-- WHAT THE TASK ASKS --
Please reproduce the following lines word for word, with no changes.

-- SUPPLIED DATA --

:::

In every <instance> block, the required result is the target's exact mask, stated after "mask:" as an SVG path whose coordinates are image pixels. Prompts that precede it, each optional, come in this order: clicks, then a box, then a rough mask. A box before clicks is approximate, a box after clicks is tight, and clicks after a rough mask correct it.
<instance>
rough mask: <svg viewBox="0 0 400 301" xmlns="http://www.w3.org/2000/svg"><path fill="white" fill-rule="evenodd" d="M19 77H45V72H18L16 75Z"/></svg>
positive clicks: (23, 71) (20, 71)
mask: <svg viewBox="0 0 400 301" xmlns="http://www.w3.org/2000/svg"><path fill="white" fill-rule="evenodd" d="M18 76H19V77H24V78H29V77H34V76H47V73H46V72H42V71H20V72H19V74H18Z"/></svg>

:::

-- ANSWER TO THIS PROBLEM --
In every <instance> block, the required result is the target's exact mask, stated after "mask:" as an SVG path whose coordinates are image pixels. Prompts that precede it, each optional, come in this order: clicks, then a box, then a rough mask. A box before clicks is approximate, a box after clicks is tight, and clicks after a rough mask correct it.
<instance>
rough mask: <svg viewBox="0 0 400 301" xmlns="http://www.w3.org/2000/svg"><path fill="white" fill-rule="evenodd" d="M19 77H45V72H18L16 75Z"/></svg>
positive clicks: (23, 71) (20, 71)
mask: <svg viewBox="0 0 400 301" xmlns="http://www.w3.org/2000/svg"><path fill="white" fill-rule="evenodd" d="M18 76H19V77H24V78H29V77H34V76H47V73H46V72H42V71H20V72H19V74H18Z"/></svg>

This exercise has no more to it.